- Exercise description -
Print the line that contains "Exercise. Mark the lamp" and every line after it through the last line of the records below, exactly as written and nothing else.

- Dataset entries -
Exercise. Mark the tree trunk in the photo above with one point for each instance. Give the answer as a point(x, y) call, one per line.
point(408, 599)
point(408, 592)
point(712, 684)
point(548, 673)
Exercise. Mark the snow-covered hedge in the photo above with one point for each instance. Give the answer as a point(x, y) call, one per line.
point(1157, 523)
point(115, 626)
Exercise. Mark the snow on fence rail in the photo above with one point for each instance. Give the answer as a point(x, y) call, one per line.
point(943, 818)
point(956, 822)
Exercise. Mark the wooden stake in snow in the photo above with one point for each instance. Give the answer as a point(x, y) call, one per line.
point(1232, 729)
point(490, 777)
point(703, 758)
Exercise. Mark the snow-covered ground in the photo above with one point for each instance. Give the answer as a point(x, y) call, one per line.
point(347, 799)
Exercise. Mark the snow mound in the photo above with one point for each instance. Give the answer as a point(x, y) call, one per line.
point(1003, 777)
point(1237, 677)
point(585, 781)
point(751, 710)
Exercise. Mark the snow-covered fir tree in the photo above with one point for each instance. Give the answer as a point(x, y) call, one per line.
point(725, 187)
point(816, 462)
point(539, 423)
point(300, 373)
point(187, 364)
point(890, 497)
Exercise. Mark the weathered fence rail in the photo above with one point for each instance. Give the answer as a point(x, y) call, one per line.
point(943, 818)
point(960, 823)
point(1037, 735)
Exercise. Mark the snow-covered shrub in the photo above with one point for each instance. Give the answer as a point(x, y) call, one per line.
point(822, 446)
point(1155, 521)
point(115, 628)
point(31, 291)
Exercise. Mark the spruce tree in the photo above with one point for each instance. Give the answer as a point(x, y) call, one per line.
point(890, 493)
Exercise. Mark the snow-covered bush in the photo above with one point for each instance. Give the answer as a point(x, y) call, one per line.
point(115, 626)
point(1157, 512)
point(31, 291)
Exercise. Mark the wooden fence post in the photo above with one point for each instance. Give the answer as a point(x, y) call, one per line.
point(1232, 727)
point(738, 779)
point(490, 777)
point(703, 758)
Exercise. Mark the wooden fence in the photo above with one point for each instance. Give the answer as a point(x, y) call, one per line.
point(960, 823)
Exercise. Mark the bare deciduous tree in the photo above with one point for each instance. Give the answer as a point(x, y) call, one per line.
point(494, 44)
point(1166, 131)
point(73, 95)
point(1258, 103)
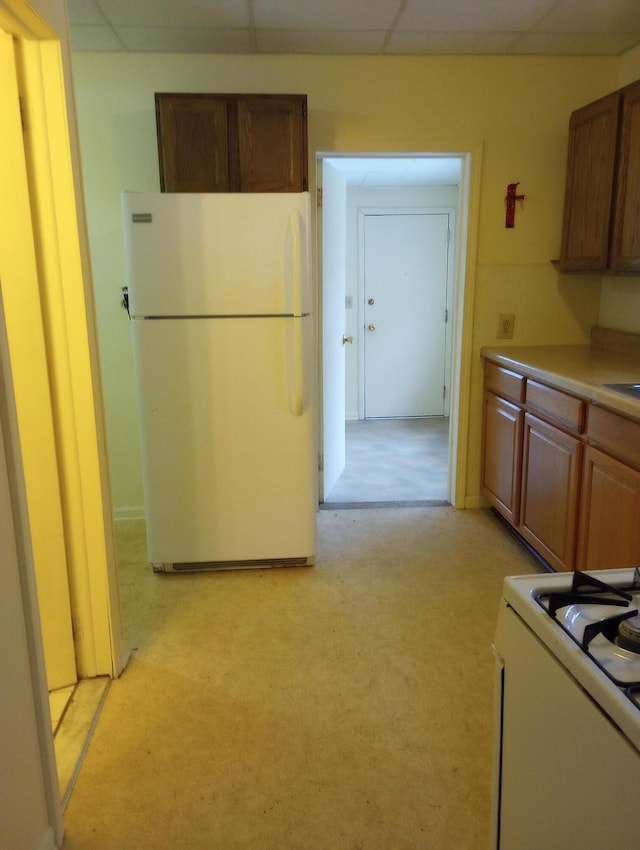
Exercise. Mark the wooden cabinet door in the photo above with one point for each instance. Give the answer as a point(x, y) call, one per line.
point(272, 143)
point(232, 143)
point(589, 188)
point(193, 143)
point(502, 455)
point(625, 242)
point(549, 499)
point(609, 534)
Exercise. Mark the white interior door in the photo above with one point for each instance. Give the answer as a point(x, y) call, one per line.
point(334, 261)
point(405, 295)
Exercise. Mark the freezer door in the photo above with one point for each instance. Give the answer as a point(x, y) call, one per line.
point(228, 440)
point(217, 253)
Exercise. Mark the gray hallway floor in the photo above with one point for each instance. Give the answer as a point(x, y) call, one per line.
point(394, 460)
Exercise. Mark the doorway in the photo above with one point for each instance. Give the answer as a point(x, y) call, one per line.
point(407, 213)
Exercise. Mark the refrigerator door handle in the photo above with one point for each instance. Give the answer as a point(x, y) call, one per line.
point(295, 365)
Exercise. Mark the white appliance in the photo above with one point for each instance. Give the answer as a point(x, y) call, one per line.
point(220, 301)
point(567, 712)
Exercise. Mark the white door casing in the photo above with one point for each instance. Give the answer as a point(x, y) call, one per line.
point(333, 215)
point(405, 260)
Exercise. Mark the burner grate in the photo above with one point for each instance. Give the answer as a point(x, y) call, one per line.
point(587, 590)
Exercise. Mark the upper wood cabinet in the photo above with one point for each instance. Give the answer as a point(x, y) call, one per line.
point(625, 242)
point(232, 143)
point(600, 227)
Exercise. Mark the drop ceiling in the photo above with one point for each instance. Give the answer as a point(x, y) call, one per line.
point(383, 27)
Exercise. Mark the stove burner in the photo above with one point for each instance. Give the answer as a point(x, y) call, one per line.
point(629, 634)
point(589, 611)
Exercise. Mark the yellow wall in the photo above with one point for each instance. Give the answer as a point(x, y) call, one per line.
point(517, 108)
point(620, 299)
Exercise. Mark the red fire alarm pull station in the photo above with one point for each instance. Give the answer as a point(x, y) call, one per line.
point(511, 204)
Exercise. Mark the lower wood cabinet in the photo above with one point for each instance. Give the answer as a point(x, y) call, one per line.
point(551, 462)
point(609, 514)
point(564, 472)
point(502, 456)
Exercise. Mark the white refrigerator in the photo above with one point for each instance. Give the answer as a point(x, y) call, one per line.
point(220, 300)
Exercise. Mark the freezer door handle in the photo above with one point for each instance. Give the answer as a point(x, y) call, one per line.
point(294, 265)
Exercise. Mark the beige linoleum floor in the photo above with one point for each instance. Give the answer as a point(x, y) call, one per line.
point(344, 706)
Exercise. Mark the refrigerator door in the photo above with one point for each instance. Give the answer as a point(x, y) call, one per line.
point(228, 440)
point(217, 254)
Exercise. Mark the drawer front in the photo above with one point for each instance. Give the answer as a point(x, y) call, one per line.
point(504, 382)
point(618, 436)
point(562, 408)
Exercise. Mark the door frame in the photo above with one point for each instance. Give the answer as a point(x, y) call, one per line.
point(363, 212)
point(463, 295)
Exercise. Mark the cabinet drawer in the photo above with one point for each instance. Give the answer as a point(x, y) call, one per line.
point(504, 382)
point(618, 436)
point(565, 409)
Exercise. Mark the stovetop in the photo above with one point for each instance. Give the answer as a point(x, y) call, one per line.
point(577, 616)
point(604, 621)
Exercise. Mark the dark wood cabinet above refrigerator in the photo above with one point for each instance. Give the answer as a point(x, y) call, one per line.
point(601, 232)
point(232, 142)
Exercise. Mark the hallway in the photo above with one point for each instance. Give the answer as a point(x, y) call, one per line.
point(394, 460)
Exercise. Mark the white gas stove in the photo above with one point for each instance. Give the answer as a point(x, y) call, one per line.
point(567, 719)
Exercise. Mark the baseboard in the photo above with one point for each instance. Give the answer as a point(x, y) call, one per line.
point(46, 841)
point(132, 512)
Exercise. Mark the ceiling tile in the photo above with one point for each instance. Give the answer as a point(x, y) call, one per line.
point(596, 16)
point(185, 40)
point(316, 41)
point(475, 16)
point(574, 44)
point(177, 13)
point(452, 43)
point(90, 38)
point(85, 12)
point(328, 14)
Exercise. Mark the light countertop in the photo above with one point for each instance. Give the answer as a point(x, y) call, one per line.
point(579, 369)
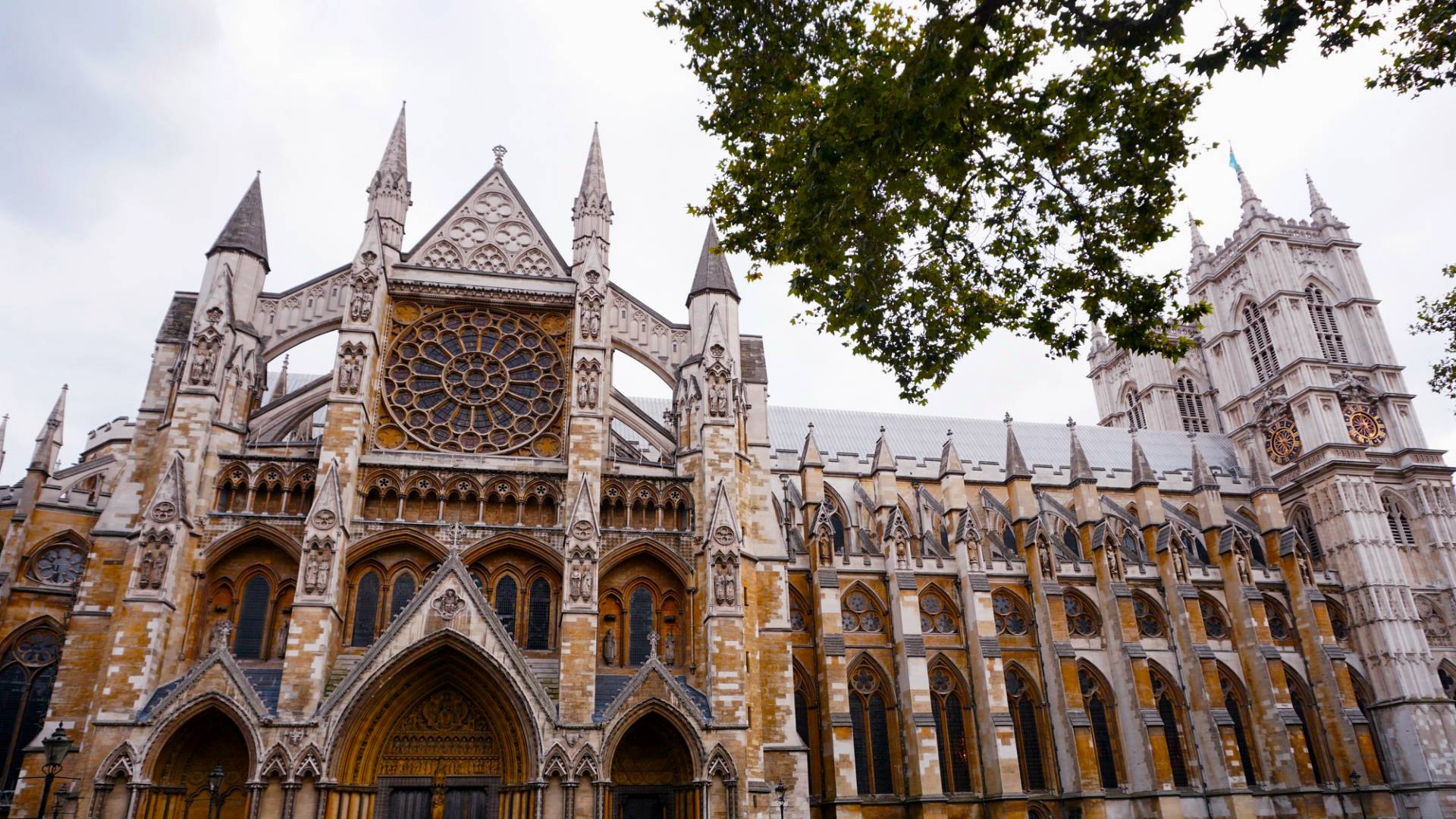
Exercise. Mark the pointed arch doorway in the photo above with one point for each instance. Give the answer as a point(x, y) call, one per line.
point(441, 738)
point(653, 773)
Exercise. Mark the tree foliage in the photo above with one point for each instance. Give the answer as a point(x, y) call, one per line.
point(1439, 318)
point(930, 174)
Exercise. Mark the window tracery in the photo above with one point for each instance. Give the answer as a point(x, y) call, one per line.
point(861, 614)
point(58, 564)
point(475, 379)
point(937, 614)
point(1011, 614)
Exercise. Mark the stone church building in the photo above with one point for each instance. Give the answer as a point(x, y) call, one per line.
point(463, 576)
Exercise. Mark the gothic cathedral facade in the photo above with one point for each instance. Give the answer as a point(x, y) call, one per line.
point(463, 576)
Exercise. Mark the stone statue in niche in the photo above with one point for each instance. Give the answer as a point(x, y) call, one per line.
point(206, 349)
point(221, 635)
point(351, 366)
point(362, 300)
point(609, 646)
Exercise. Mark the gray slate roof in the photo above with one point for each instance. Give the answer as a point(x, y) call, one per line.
point(848, 436)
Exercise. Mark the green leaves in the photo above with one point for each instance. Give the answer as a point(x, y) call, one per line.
point(932, 174)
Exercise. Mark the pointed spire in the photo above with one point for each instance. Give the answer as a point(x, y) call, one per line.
point(281, 385)
point(245, 229)
point(810, 455)
point(1081, 468)
point(1251, 203)
point(883, 460)
point(712, 275)
point(1318, 209)
point(1144, 474)
point(595, 177)
point(49, 441)
point(949, 458)
point(1200, 248)
point(1201, 475)
point(1015, 461)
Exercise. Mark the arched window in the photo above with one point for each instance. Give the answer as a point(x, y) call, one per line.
point(1171, 711)
point(937, 615)
point(1448, 678)
point(506, 604)
point(948, 707)
point(1082, 617)
point(1400, 525)
point(870, 720)
point(1215, 620)
point(538, 632)
point(1025, 713)
point(1305, 528)
point(403, 592)
point(861, 614)
point(1150, 621)
point(1304, 704)
point(1261, 350)
point(1100, 713)
point(253, 620)
point(639, 626)
point(1327, 330)
point(27, 678)
point(366, 608)
point(1011, 614)
point(1190, 407)
point(1280, 626)
point(1134, 410)
point(1238, 706)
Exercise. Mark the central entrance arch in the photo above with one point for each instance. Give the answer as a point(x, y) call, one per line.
point(440, 736)
point(653, 771)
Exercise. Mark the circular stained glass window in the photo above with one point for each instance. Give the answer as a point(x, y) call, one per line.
point(58, 564)
point(473, 379)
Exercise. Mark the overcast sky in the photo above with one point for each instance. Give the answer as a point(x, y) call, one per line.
point(130, 131)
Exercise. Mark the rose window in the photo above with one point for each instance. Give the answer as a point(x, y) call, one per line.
point(58, 564)
point(473, 381)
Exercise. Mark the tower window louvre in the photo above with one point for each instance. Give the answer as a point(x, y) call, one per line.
point(1190, 407)
point(253, 620)
point(1261, 349)
point(1327, 328)
point(1400, 525)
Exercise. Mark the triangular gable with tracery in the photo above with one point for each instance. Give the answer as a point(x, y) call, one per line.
point(449, 601)
point(491, 229)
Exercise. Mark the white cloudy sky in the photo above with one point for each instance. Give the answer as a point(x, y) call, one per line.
point(130, 130)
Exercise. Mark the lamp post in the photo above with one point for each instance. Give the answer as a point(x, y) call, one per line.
point(215, 784)
point(57, 746)
point(1354, 780)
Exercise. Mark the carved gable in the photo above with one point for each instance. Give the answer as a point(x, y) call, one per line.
point(491, 231)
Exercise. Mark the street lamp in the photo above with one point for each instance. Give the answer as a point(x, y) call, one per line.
point(215, 784)
point(57, 746)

- Answer space -
Exercise. Mark the lamp post in the photo above with one point for each instance. Give the answer as a point(x, y) call, one per line.
point(215, 784)
point(57, 746)
point(1354, 780)
Exercise. Mark the carved gable in the photo above with one point for each instance. Give the answer as a point(x, y) call, one per line.
point(491, 231)
Exercise. Mark the street lamp in the photo above with one point for each instance. Give the answer as a point(x, y) call, one per line.
point(215, 784)
point(57, 746)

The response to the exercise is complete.